■ PROBLEM STATEMENT ■
A verbatim copy is needed of the lines below from the one containing "Can you find the group of people?" up to and including the one containing "Can you find the slalom", excluding pictures.

════════════════════

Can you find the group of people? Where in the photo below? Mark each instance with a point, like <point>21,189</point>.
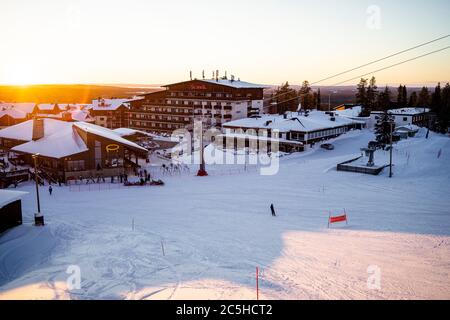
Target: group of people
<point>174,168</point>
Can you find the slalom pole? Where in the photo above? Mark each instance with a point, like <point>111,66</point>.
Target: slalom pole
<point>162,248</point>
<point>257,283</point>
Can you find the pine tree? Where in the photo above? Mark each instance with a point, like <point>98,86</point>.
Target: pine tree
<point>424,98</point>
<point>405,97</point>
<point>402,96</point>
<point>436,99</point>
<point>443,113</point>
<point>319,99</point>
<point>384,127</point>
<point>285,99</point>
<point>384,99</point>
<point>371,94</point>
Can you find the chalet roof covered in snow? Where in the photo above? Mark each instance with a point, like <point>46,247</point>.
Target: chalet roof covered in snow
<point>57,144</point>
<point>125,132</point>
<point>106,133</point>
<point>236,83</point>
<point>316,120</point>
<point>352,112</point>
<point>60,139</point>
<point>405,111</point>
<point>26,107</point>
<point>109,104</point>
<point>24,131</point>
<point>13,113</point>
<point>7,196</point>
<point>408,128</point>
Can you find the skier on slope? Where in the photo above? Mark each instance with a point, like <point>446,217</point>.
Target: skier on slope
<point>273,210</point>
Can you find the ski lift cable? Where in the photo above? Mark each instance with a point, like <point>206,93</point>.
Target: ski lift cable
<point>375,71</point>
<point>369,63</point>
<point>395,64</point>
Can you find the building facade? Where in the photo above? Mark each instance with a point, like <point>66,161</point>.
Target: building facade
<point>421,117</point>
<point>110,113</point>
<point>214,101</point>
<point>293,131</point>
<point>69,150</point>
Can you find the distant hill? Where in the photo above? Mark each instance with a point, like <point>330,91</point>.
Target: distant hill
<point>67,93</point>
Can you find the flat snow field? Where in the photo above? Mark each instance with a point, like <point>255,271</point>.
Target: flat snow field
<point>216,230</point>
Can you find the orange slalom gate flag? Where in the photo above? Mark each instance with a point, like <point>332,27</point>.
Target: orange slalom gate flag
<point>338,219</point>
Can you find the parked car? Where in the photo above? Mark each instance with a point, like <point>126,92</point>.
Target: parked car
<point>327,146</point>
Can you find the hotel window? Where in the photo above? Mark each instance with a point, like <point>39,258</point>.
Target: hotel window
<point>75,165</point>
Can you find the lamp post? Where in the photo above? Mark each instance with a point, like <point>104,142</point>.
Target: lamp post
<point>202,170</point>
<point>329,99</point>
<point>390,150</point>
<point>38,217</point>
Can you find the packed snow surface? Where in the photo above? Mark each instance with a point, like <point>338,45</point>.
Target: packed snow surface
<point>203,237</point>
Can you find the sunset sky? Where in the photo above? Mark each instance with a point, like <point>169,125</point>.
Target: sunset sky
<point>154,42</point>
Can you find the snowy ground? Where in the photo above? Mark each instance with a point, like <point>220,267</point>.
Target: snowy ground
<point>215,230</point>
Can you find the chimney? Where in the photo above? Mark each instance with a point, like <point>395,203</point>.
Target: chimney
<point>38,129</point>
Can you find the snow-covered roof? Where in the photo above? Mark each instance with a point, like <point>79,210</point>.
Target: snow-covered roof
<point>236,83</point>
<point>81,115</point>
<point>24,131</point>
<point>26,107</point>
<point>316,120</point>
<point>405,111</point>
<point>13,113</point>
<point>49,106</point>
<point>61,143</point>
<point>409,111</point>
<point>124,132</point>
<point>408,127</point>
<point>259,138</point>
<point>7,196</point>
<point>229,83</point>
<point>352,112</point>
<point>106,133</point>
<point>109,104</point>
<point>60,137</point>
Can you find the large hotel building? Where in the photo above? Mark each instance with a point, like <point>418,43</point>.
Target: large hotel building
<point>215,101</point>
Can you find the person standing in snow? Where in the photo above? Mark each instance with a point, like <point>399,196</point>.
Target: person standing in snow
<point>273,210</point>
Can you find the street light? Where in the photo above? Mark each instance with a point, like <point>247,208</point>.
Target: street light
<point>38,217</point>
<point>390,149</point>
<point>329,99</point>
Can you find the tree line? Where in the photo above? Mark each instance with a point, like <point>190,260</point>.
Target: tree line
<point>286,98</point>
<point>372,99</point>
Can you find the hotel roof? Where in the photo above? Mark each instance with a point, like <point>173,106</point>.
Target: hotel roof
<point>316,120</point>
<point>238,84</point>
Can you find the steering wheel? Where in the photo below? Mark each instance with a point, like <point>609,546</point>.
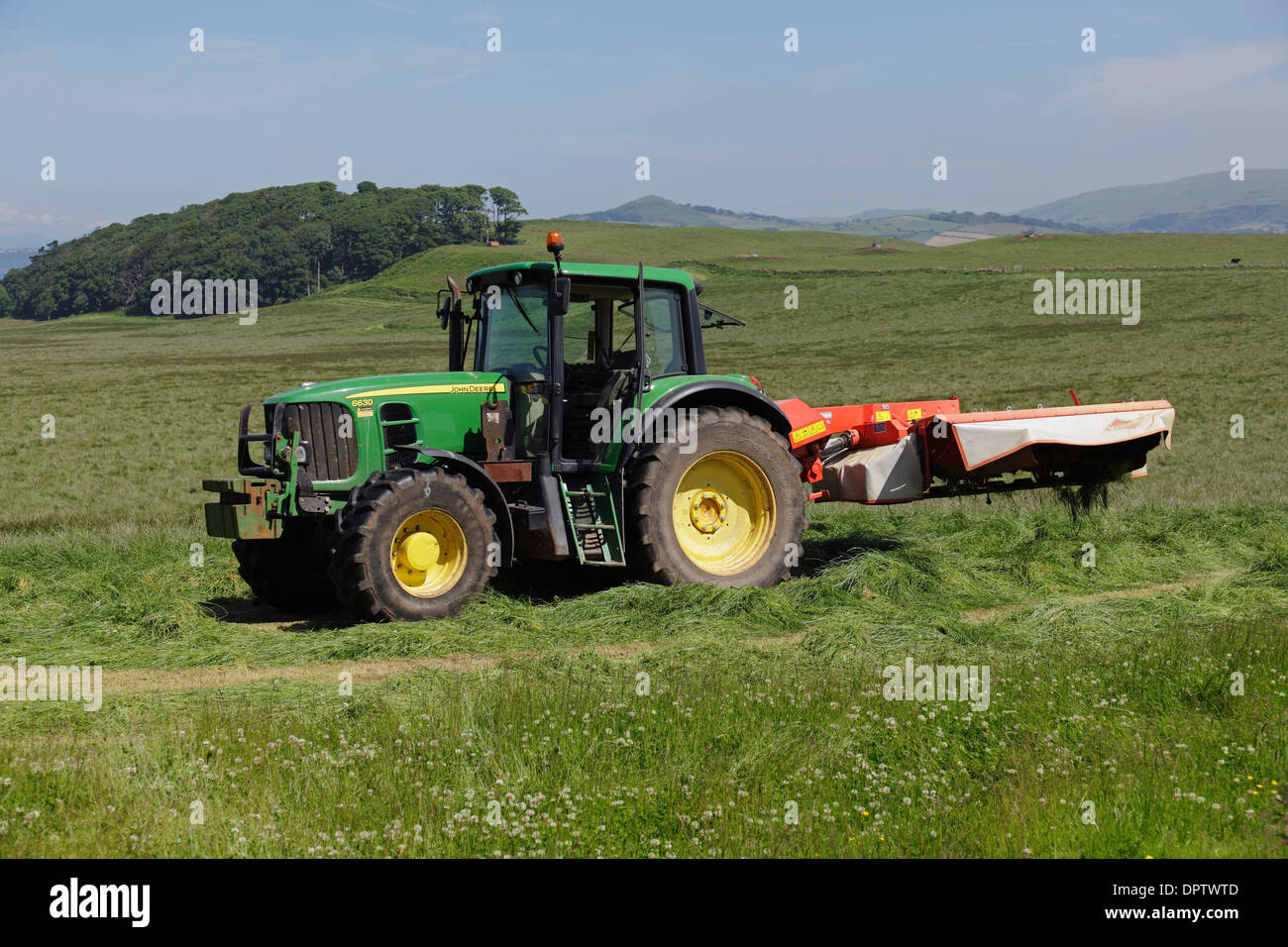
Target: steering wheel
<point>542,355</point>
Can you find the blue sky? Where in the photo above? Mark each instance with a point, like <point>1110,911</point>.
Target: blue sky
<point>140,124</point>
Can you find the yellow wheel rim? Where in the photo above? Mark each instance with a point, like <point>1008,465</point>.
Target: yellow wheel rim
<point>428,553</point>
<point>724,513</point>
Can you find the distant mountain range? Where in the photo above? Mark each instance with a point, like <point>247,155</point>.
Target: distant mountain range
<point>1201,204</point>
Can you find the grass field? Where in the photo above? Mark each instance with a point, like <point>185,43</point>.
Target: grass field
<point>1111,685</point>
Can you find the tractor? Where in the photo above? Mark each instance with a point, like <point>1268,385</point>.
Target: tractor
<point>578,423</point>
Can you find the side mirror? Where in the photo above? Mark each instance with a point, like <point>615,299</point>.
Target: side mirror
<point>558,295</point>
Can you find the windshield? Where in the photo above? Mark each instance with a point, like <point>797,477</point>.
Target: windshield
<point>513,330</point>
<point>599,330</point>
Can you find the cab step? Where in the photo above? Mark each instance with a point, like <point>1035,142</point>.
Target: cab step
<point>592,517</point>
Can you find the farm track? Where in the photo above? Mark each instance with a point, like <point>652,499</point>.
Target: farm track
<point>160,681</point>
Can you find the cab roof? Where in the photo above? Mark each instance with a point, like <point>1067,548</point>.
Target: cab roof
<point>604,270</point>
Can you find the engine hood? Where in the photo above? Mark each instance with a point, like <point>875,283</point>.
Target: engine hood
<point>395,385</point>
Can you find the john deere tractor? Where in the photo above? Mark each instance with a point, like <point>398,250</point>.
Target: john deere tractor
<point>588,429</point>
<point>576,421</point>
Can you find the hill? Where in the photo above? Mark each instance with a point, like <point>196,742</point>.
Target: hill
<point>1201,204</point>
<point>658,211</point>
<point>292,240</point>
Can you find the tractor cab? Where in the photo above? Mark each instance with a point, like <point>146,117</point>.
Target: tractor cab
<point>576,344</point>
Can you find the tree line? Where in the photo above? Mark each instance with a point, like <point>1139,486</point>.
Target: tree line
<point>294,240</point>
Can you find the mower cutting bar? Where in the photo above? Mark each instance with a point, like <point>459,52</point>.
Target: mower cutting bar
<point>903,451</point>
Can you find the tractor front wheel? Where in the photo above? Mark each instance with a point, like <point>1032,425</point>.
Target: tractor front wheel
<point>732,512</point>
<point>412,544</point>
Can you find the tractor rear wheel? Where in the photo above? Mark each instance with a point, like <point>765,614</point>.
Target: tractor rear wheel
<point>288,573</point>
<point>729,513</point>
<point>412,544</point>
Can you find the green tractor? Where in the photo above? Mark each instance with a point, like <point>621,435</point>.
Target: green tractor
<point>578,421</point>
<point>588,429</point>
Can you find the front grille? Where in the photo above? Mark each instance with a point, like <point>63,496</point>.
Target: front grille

════════════════════

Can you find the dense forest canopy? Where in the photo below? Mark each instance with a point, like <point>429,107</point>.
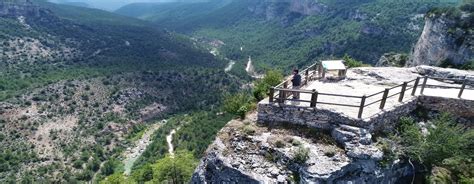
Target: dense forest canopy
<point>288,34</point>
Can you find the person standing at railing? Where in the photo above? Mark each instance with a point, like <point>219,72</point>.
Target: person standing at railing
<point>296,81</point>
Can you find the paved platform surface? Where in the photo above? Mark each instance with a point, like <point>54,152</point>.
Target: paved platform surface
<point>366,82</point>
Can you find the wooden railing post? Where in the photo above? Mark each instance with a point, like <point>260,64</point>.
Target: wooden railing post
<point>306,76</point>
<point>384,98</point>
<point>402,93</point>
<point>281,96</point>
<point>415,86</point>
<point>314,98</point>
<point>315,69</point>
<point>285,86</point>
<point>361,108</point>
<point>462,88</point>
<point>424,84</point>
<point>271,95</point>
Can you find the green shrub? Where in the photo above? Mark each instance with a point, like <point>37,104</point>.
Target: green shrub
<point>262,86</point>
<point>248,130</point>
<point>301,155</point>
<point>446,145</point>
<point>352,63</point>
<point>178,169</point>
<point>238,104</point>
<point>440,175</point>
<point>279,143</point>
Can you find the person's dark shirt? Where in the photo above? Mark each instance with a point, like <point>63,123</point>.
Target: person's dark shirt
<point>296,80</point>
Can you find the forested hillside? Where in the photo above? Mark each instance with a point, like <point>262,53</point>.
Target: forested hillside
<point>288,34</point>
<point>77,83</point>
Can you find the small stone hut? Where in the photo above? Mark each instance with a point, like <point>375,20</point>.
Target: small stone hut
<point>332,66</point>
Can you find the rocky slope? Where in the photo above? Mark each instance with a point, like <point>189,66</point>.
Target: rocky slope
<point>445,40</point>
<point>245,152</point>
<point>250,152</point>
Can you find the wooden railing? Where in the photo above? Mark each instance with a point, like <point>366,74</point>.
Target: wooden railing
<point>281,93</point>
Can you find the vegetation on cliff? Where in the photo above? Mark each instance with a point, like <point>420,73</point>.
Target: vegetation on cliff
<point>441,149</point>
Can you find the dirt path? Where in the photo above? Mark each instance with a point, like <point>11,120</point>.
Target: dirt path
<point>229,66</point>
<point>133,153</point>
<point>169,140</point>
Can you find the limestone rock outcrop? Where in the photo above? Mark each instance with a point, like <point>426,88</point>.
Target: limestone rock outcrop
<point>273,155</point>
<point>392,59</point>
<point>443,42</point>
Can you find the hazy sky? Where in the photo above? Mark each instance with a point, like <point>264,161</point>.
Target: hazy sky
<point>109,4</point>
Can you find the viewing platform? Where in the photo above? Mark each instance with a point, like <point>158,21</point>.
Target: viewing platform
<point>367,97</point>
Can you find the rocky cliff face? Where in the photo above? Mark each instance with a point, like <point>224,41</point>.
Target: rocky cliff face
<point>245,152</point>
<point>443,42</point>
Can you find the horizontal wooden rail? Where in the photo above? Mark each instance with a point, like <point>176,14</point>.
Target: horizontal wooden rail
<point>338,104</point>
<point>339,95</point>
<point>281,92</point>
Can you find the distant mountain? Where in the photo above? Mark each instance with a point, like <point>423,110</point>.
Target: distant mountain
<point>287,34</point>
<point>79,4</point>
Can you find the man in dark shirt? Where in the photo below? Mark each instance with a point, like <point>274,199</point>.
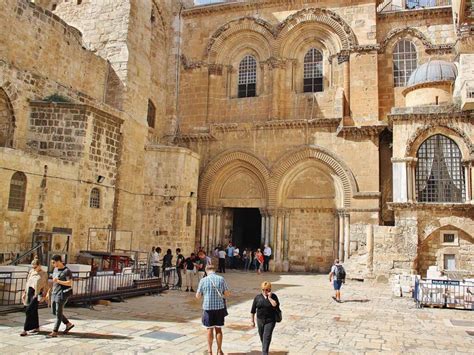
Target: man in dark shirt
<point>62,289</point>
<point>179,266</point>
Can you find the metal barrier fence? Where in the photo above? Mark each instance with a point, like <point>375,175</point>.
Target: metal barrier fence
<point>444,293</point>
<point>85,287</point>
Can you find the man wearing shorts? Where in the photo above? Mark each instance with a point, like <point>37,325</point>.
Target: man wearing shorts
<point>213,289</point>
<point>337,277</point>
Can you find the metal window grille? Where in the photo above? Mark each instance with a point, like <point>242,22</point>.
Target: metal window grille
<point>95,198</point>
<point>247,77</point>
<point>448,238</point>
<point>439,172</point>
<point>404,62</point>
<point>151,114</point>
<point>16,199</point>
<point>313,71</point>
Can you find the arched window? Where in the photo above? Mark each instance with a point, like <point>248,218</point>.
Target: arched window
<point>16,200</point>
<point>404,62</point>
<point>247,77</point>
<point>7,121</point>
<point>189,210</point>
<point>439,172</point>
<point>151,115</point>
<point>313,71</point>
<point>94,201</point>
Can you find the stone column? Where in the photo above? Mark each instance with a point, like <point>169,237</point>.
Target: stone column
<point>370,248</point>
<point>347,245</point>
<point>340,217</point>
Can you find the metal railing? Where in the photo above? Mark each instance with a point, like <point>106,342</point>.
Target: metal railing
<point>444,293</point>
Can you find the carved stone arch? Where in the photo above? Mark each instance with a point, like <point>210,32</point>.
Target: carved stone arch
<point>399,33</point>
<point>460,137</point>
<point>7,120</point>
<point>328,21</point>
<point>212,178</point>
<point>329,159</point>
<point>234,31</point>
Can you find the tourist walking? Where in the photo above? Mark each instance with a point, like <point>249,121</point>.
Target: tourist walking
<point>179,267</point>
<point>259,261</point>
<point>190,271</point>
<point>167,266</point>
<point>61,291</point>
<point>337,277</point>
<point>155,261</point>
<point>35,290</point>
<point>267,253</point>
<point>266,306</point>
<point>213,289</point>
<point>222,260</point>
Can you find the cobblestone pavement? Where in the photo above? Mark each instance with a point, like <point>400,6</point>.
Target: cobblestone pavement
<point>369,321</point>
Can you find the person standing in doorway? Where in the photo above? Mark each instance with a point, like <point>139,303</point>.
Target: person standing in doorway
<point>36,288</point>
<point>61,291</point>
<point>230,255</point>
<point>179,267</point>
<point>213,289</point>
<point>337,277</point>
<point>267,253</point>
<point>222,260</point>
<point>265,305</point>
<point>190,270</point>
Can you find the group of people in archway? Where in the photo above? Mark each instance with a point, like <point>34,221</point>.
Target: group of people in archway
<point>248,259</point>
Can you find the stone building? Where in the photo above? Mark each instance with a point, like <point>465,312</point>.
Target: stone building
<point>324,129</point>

════════════════════

■ SOLUTION TO THE EXERCISE ■
Can you find the group of people? Where in the photo below? Mark each instance with a point, like <point>21,189</point>.
Target: group of people
<point>174,168</point>
Can you find the slalom pole? Where in the photo above? Mark each instance with a point, like <point>111,66</point>.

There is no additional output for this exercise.